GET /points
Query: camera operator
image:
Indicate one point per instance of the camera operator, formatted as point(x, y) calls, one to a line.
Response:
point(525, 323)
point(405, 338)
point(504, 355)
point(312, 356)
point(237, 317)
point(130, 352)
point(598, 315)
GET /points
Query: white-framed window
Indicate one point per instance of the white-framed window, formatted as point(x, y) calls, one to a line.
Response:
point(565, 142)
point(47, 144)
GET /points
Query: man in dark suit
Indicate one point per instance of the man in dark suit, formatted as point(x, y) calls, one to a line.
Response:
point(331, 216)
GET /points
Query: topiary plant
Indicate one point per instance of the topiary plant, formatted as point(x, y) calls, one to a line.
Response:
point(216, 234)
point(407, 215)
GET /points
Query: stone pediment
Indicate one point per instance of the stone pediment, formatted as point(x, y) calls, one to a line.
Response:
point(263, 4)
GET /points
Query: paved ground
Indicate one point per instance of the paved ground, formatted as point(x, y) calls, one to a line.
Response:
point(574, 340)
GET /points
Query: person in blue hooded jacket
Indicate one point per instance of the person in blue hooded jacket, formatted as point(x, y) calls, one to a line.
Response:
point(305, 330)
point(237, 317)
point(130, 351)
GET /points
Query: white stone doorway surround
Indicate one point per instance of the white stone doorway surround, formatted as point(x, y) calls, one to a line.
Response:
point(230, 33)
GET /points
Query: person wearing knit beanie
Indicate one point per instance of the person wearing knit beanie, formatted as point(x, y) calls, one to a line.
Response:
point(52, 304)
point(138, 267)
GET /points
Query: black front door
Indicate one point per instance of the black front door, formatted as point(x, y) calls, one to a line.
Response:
◇ ◇ ◇ ◇ ◇ ◇ ◇
Convert the lines, from the first one through the line containing "point(331, 216)", into a JSON list of strings with one string per line and any blank lines left out.

TASK RESPONSE
[
  "GET /points",
  "Query: camera operator",
  "image:",
  "Indicate one point per instance of the camera operator, formatted as point(x, y) calls, one to a line.",
  "Response:",
  "point(525, 323)",
  "point(405, 338)",
  "point(504, 355)",
  "point(312, 356)",
  "point(237, 317)",
  "point(130, 352)",
  "point(598, 315)",
  "GET /points",
  "Query: white-framed window",
  "Indicate one point per instance of the white-framed window, formatted as point(x, y) calls, one to a line.",
  "Response:",
  "point(565, 142)",
  "point(47, 144)",
  "GET /points",
  "Query: man in dark suit",
  "Indicate one point per instance of the man in dark suit, formatted as point(x, y) calls, one to a line.",
  "Response:",
  "point(331, 216)"
]